Start of Entries supplied
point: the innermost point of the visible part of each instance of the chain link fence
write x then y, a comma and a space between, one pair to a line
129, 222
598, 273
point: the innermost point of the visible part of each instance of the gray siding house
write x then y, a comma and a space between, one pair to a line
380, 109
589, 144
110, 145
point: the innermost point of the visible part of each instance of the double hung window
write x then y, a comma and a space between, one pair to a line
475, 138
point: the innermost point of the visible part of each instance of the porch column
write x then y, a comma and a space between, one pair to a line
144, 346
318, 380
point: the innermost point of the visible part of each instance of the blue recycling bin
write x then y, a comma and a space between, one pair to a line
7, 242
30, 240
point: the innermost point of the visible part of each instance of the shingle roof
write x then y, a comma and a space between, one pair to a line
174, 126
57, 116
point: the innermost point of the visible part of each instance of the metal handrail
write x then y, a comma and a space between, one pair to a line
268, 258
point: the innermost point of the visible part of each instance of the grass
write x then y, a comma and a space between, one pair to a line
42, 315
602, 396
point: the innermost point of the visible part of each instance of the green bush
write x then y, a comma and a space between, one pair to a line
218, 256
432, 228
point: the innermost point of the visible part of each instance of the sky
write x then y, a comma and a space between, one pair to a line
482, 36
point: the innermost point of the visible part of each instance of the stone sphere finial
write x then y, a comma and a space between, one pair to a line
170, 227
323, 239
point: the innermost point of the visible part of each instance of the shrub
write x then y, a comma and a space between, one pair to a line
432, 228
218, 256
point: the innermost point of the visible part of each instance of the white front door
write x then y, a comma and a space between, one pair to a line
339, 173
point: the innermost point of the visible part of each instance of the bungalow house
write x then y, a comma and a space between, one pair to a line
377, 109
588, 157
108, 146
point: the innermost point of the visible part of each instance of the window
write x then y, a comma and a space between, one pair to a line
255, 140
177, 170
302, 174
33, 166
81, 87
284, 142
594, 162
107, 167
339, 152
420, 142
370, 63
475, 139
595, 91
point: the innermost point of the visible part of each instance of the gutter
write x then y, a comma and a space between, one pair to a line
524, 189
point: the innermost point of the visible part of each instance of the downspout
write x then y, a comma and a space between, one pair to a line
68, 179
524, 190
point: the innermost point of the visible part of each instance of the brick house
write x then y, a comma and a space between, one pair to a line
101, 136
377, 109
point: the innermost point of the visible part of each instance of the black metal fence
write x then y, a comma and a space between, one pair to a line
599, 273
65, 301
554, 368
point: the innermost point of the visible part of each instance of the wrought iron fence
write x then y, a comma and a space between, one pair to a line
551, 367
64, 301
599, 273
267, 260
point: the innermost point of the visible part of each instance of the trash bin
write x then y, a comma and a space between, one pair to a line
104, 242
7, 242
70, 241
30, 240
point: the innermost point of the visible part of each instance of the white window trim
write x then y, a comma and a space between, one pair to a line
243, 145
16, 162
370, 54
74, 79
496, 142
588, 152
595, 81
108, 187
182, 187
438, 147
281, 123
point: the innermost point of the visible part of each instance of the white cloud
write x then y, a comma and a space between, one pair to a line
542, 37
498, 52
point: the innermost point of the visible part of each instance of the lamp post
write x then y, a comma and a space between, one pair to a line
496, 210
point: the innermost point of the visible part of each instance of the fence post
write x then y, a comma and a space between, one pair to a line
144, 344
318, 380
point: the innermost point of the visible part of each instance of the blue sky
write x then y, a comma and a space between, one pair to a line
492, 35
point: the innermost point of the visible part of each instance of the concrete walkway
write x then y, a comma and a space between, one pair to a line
End of Entries supplied
**What is required**
Write each line of the data above out again without altering a word.

**Solution to this task**
point: the innermost point of the visible part of each instance of the chain link fence
write x then y, a comma and a space between, one pair to a line
129, 222
598, 273
point: the innermost point of the visible part of each instance of the gray siding house
write x then y, a comma and a space between, one pair to a line
380, 109
589, 144
110, 145
point: the innermost point of the visible part of each instance of the double hung window
write x then y, a comma and a space between, one pair to a line
475, 138
point: the innermost point of the visible part of each instance of the porch column
write x then y, a comma and a space between, one pair to a line
144, 346
318, 380
point: the innermost point of the visible part of each instance of the blue recycling bin
write x then y, a comma and a space between, one pair to a line
7, 242
30, 240
point: the innermost point of the visible part of each instance of the shingle roof
write x then y, a comma and a space between, one pair to a line
174, 126
57, 116
point: the innermost point of the visible part of each instance of the metal handrail
write x then y, a comma and a space between, one pair to a line
268, 258
point: the innermost point of the visible part of each instance of the grass
write x then y, a comma and a space between, one pair to a line
42, 315
602, 396
point: the innermost point of the visible part of each instance of the green bush
write x then y, a comma and a space between, one pair to a line
218, 256
432, 228
point: the innermost point of the visible part of each instance of the sky
write x then y, a comma and a space between, one pair to a line
482, 36
point: the innermost point of the visible part of each instance of the stone sphere finial
write x then y, a comma and a space between, one pair to a line
170, 227
323, 239
point: the innermost point of the visible part of each instance of the shrub
write x then y, a comma and a space between, one pair to a line
432, 228
218, 256
point: the innermost point of the visible part of each instance of the white front door
write x then y, a comma and a space between, one pair to a line
339, 173
point: the innermost point of the visible part of each instance of the bungalow house
write x then y, a comma and a space between, one pair to a line
377, 109
588, 157
108, 146
point: the innermost point of the visible part of each instance of the window
write x then y, a comma and a space between, one pair to a line
255, 140
177, 170
302, 174
33, 166
81, 87
284, 142
594, 162
107, 167
339, 152
420, 142
370, 63
475, 139
595, 91
point: the innermost point of the visible part of each instance of the gutter
write x then y, a comma and a space between, one pair to a line
524, 189
point: the innermost point of the visible part of each instance of the downspout
write x then y, a comma and a space between, one pair to a line
68, 179
524, 190
point: the innermost point of the visible part of each instance of the brick house
write x then y, a comma and a space between, one pair to a line
101, 136
377, 109
point: the innermost point of the visible part of each instance of the black metal fence
write x then y, a comma and a space between, one pair to a line
599, 273
65, 301
554, 368
point: the innermost point of the visible part of each instance of the wrought iron fence
write x then y, a comma and a space between, one pair to a line
551, 367
64, 301
599, 273
267, 260
point: the innermost point of the visible part of each instance of the trash bin
write x then y, a comma and a space between, one pair to a line
104, 242
7, 242
70, 241
30, 240
point: the innermost point of the visible part of each instance of the white window trim
write x then y, a comma and a space between, one pair to a line
243, 145
16, 162
370, 54
74, 79
496, 142
588, 152
595, 81
108, 187
182, 187
438, 147
281, 123
point: the innermost point of the visible part of each instance of the white cloud
write x then y, a comma and a space between, one pair to a line
542, 37
498, 52
point: the innermost point of the visible part of each instance of the lamp post
write x then y, a comma and a space between, one pair to a line
496, 210
point: the innermost point of the visible part of each instance of the fence post
write x then y, a comma and a space between, one pair to a line
144, 344
318, 380
point: the innermost point of the visible part of each instance of the blue sky
write x then y, a comma and a space between, one pair to a line
492, 35
point: the innermost point of the visible part of each instance of the concrete walkway
write x then y, a comma and a space between, one pair to a line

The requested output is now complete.